[start Task input]

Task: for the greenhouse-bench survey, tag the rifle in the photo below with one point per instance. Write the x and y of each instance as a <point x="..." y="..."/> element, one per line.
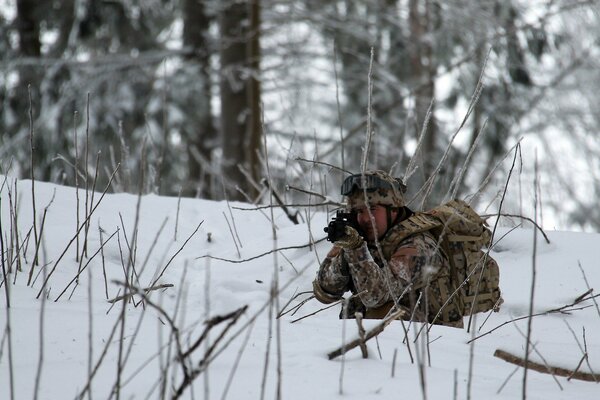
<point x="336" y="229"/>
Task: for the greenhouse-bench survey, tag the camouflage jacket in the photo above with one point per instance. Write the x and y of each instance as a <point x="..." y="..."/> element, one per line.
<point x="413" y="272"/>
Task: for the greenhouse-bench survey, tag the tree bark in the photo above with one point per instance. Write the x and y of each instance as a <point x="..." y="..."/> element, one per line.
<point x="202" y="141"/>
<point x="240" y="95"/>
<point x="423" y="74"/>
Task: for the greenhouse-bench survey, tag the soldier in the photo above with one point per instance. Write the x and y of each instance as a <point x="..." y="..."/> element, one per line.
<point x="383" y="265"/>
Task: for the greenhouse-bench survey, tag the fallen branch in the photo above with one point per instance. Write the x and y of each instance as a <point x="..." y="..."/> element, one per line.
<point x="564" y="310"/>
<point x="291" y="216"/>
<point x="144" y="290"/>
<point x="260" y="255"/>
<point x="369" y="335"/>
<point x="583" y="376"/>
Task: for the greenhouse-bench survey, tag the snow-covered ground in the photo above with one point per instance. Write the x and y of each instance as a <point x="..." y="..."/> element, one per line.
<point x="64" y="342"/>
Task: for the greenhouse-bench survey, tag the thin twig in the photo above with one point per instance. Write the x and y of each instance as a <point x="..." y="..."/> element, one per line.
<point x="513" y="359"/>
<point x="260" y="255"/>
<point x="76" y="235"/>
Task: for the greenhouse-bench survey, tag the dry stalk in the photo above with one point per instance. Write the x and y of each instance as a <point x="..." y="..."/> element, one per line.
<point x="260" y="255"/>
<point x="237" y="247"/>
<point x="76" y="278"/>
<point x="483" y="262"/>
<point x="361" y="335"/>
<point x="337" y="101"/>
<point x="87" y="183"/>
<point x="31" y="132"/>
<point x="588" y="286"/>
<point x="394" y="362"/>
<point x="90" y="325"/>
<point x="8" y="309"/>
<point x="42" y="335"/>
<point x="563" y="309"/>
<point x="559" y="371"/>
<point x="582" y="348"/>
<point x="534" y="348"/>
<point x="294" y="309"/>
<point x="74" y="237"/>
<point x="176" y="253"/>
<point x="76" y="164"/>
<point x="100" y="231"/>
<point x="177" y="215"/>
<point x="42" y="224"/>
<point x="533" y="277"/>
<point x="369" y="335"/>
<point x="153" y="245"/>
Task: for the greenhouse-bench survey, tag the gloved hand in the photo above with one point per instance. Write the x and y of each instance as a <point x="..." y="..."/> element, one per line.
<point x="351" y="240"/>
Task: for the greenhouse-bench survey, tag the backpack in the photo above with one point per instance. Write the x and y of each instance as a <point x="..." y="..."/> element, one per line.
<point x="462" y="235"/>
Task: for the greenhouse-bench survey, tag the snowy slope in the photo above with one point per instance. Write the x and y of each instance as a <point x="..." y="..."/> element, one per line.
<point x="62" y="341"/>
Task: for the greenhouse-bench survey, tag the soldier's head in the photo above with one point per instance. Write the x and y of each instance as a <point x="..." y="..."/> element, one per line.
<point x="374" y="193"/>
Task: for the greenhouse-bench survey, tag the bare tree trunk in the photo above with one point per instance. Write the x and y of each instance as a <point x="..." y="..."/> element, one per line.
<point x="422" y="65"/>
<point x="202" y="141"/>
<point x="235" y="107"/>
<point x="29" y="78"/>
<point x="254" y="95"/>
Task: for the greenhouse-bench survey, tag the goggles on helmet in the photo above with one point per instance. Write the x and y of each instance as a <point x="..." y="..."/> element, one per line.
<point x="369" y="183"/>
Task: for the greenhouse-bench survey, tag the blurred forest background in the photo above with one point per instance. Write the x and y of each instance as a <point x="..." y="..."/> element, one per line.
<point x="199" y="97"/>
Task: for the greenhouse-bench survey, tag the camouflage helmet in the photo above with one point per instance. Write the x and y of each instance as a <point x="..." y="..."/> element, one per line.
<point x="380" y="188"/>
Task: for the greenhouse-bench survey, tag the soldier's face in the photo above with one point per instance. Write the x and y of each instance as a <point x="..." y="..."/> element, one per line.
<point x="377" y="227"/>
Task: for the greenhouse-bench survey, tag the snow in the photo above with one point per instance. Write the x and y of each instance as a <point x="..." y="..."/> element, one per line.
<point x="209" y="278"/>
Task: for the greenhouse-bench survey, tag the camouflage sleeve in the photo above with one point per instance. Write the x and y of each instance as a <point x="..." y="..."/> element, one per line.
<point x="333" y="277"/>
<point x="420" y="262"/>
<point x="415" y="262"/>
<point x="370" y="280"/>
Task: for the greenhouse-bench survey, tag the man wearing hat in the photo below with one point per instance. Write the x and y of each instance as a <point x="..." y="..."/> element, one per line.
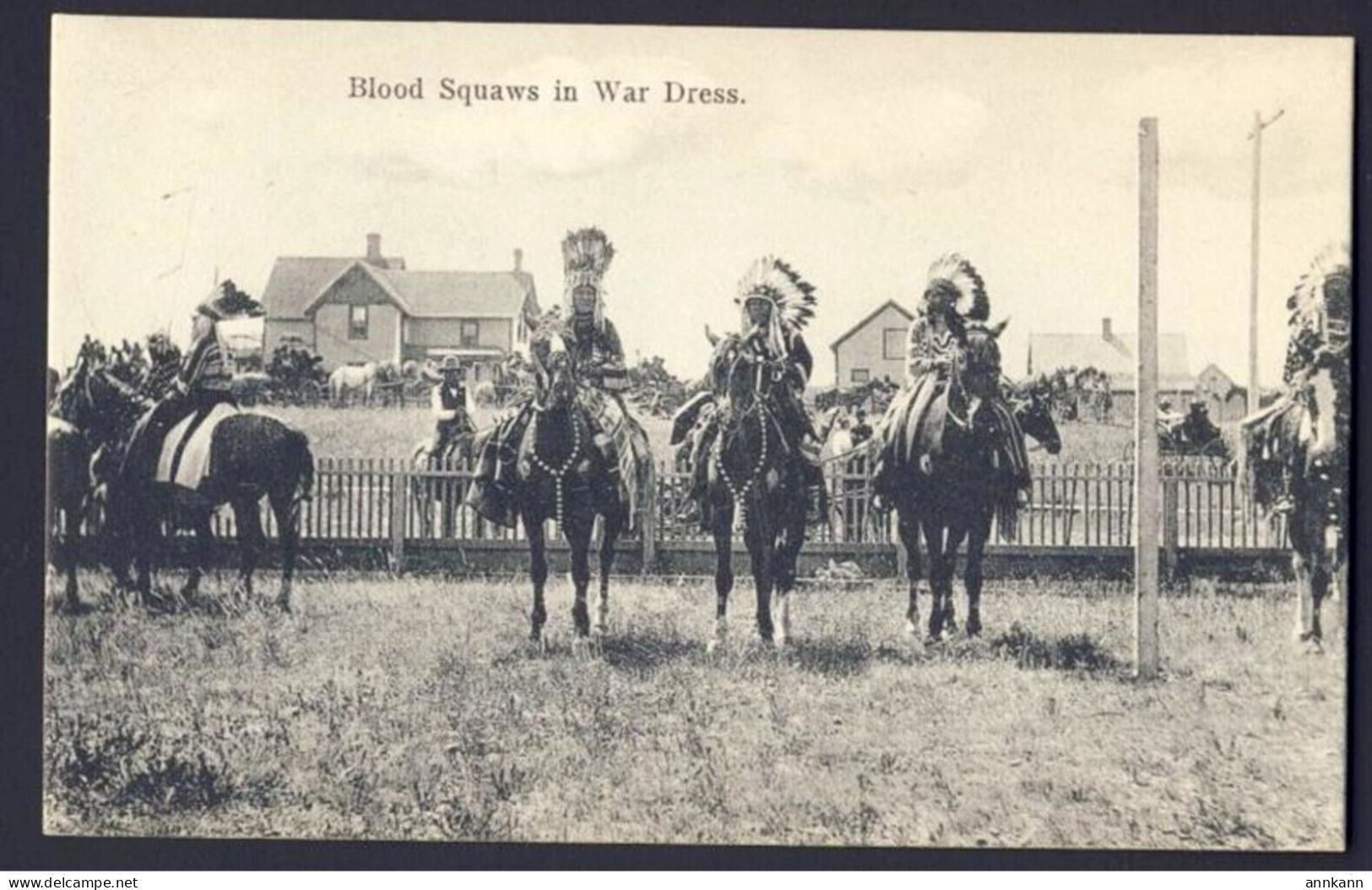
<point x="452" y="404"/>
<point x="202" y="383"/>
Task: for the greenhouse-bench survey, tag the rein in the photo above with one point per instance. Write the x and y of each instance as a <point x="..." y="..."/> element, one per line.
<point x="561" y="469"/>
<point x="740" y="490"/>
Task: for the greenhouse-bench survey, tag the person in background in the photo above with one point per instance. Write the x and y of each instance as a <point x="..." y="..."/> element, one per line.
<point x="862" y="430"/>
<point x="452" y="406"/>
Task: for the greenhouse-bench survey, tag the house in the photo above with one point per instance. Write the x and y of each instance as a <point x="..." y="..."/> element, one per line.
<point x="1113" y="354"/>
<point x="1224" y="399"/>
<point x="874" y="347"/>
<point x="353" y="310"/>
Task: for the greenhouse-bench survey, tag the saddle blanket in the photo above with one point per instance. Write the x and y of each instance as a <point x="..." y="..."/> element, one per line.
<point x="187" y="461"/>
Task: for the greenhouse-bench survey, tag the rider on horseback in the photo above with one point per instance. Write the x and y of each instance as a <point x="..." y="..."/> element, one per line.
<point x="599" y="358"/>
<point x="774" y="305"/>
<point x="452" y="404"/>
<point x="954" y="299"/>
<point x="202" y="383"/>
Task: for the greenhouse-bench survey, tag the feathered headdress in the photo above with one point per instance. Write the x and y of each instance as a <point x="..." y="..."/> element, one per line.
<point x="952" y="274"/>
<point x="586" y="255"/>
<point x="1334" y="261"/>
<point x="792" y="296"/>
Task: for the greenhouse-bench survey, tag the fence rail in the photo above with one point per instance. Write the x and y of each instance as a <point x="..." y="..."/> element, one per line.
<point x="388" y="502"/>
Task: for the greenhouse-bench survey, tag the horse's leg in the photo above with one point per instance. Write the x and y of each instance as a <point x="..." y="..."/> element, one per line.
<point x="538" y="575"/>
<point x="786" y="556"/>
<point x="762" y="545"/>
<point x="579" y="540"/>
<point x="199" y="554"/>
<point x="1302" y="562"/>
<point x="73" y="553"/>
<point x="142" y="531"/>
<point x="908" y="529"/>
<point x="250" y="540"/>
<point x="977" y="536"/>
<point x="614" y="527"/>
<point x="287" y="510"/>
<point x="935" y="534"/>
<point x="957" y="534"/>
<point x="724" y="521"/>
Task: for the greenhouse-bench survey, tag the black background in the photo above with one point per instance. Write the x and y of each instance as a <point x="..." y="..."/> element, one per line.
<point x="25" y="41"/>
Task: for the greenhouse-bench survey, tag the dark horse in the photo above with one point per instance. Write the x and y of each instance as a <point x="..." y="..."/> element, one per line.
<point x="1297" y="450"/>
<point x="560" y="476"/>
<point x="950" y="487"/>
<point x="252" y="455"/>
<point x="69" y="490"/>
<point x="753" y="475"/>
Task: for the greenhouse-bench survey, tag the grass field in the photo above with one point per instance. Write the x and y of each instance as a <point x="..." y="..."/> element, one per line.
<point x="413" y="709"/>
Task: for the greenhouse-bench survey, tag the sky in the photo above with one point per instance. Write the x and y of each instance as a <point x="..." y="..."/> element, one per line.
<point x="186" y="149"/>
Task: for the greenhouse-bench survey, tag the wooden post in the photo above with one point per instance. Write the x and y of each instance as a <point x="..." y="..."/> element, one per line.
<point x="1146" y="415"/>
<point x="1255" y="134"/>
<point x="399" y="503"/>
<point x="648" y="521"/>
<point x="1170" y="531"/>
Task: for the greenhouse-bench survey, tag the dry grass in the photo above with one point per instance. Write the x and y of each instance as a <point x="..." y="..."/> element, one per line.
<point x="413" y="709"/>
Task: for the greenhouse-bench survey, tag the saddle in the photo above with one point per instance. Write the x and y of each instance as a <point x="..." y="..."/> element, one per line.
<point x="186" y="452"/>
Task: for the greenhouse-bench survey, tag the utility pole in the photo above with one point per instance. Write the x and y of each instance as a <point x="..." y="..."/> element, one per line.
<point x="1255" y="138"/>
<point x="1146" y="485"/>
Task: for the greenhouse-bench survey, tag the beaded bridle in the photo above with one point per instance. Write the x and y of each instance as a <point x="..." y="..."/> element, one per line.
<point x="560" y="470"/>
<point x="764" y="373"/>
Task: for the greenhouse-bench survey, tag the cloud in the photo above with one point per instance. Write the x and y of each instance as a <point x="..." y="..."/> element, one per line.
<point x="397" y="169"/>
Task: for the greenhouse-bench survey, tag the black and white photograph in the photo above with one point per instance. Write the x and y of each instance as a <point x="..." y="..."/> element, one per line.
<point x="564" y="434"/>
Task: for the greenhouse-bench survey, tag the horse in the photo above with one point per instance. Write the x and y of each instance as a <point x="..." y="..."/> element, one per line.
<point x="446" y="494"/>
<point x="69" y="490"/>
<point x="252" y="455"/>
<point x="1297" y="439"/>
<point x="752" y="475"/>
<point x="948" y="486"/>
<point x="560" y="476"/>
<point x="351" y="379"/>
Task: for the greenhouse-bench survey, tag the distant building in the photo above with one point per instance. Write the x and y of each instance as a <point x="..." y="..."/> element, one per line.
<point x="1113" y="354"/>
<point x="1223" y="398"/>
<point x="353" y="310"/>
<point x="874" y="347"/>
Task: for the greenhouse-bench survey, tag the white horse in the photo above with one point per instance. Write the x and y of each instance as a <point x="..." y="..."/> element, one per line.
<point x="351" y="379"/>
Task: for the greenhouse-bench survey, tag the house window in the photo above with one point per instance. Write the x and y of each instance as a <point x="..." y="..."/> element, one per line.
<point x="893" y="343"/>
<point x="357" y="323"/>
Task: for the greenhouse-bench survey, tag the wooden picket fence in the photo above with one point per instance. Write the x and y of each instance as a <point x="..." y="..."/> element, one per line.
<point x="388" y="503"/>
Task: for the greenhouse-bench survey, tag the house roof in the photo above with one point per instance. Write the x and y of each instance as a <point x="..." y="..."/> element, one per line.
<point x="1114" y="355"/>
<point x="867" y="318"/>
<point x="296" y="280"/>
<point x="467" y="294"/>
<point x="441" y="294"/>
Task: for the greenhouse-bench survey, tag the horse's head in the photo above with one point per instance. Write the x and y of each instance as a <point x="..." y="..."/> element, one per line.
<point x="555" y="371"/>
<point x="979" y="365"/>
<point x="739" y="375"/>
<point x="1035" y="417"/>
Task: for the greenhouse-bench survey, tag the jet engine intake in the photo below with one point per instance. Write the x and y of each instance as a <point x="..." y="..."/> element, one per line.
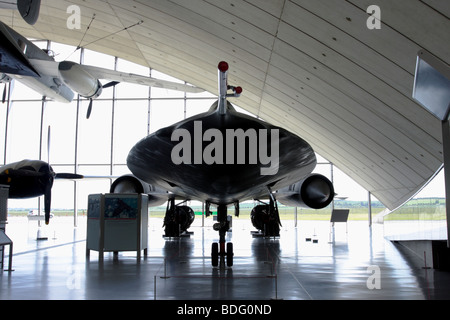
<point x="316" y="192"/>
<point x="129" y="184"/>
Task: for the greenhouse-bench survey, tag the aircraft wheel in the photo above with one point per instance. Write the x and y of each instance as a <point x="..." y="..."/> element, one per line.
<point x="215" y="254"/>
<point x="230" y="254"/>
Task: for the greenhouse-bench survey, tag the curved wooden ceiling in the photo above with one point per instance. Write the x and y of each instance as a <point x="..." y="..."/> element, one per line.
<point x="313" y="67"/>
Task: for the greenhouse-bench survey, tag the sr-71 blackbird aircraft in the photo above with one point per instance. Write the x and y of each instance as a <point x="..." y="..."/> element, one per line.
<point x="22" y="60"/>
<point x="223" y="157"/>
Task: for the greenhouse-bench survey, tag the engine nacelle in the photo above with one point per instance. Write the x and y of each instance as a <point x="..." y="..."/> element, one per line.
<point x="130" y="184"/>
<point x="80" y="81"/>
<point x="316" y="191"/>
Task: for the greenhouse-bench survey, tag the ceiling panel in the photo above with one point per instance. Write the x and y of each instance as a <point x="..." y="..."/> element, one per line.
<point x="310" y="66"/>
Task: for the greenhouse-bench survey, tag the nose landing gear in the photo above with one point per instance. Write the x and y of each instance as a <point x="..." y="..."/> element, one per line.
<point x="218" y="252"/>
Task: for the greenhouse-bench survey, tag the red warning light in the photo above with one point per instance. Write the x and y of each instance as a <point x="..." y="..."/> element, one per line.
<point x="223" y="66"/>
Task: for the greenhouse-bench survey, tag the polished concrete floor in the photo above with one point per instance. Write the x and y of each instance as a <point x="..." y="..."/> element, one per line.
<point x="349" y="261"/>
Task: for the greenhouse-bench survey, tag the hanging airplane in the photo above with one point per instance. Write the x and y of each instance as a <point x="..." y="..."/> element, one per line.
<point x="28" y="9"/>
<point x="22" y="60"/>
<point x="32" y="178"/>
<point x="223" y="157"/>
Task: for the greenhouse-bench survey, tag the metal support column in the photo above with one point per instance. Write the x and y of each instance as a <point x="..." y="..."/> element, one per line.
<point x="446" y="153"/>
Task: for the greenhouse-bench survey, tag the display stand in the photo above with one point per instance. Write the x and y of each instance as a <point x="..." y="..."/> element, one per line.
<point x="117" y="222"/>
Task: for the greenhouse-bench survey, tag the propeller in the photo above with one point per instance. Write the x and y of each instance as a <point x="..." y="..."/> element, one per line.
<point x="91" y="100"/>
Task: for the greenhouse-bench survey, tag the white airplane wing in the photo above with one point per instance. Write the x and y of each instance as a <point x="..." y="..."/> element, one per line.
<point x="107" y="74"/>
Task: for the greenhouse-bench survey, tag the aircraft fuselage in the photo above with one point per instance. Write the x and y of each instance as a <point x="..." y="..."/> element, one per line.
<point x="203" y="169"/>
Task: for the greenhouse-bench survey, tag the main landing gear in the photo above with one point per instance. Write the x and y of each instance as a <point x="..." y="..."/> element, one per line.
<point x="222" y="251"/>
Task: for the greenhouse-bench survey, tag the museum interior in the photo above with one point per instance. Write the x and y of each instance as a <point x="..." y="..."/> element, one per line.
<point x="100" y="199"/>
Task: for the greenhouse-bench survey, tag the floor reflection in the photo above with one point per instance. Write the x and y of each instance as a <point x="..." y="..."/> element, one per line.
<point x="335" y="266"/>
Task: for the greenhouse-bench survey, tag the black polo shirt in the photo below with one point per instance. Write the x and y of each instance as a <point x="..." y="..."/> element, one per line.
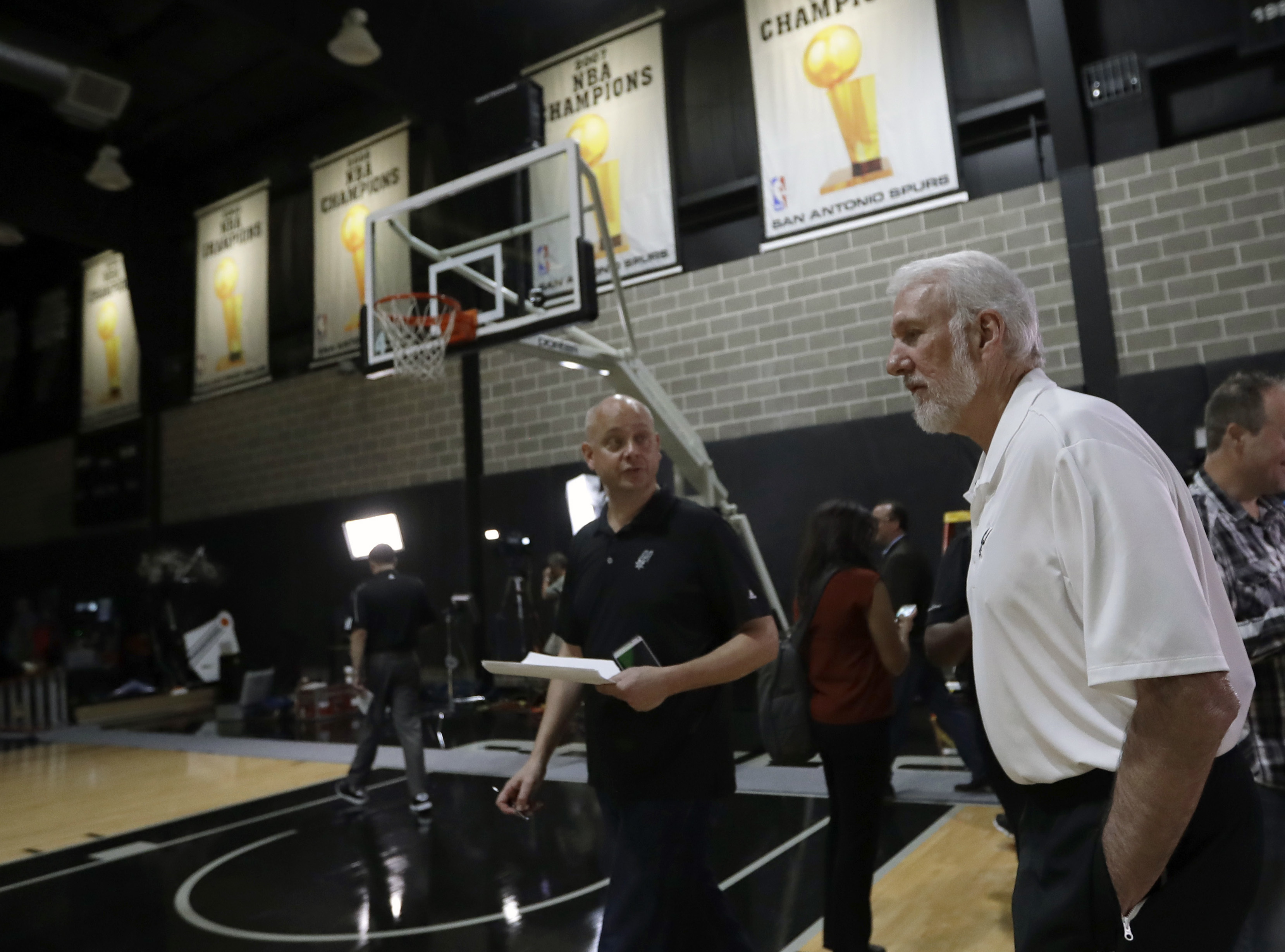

[end Task input]

Reproduce the material from the line containing "Task: for the greenhouse-bench survey, tag the main" down to the end, requests included, raising each x and y coordinate in the answers by 111. Leave the pictures out.

# Result
Task: for the greenhouse-bench survey, tag the main landing gear in the photo above with one point per instance. Write the x and y of each instance as a <point x="..." y="..."/> element, one per line.
<point x="333" y="362"/>
Task: for the greenhouse-bench survey, tag the museum interior in the photo above with one point per instance. Write the x and y of each instance as a <point x="..." y="..."/> element, one per line.
<point x="211" y="310"/>
Task: for the greenhouse-bench survey, tag the floor reflection in the photo above with one point per instance. Write the x and y of each instance as a <point x="..." y="..."/> element, one per line.
<point x="446" y="377"/>
Task: for the greenhouse-bench survey, tag the black polo shirt in the photo below with one point per instance. Write the x and y of each instance as a <point x="..." y="..."/> element, one per line.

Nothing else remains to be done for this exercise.